Given exercise 1: In the passage about life in Spain below, quote the part starting at "1. Sian, I can" and ending at "it's bloody freezing!".

Given passage:
3. I find it very funny that the Spanish have particular words for a snack at mid morning and an afternoon snack
4. I find the noise levels and the chatter volume at parties, the school dining room and restaurants surprisingly loud
5. I love it when my children are complimented and patted and generally adored by Spanish people, just because they are children
6. I still smile when I am welcomed at the fish shop or the dry cleaners with an ‘ Ola Guapa’ or ‘Hello beautiful’ from the old lady in the shop
7. I marvel at the beautiful weather every day (Yes, I know that was number one on this list, but I want to say it again)


  1. Sian, I can relate to quite a bit of what you write here. I also do the polite wave thing at zebra crossings and locals look at you a little funny here too! Luckily I don't have to worry about language, although sometimes we use different words and that can get a little amusing. Love reading about your life in Spain - fascinating. x

  2. Sounds wonderful! Nice friendly, kind people? Not so much here in China I'm afraid! I am on a personal mission to be nice and smiley to everyone, including the man who almost pushed me under a train yesterday as although the train was very full, he thought if he pushed hard enough, enough space would magically appear for him and me. The weather sounds idyllic, although I'm technically in the tropics, it's bloody freezing!

Given exercise 2: Please pick out each line of the entries below that contains the string "every".

Data drawn from a collection
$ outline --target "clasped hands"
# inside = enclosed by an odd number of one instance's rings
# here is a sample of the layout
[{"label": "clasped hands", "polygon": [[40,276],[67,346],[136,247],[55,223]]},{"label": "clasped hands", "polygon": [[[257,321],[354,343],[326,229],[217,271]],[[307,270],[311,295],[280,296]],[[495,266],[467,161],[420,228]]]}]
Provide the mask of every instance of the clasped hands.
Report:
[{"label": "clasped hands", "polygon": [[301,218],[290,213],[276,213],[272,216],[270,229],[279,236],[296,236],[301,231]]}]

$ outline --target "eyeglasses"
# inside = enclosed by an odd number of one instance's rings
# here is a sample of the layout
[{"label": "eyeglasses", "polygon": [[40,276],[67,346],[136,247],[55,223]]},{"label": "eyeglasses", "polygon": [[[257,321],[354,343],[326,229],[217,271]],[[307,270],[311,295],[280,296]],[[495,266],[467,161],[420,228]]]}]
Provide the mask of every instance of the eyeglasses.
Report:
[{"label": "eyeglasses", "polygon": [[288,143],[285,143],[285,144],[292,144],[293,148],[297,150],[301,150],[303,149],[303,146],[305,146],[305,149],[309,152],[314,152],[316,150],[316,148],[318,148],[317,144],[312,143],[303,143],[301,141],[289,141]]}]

Exercise solution 1:
1. Sian, I can relate to quite a bit of what you write here. I also do the polite wave thing at zebra crossings and locals look at you a little funny here too! Luckily I don't have to worry about language, although sometimes we use different words and that can get a little amusing. Love reading about your life in Spain - fascinating. x

  2. Sounds wonderful! Nice friendly, kind people? Not so much here in China I'm afraid! I am on a personal mission to be nice and smiley to everyone, including the man who almost pushed me under a train yesterday as although the train was very full, he thought if he pushed hard enough, enough space would magically appear for him and me. The weather sounds idyllic, although I'm technically in the tropics, it's bloody freezing!

Exercise solution 2:
Provide the mask of every instance of the clasped hands.
Provide the mask of every instance of the eyeglasses.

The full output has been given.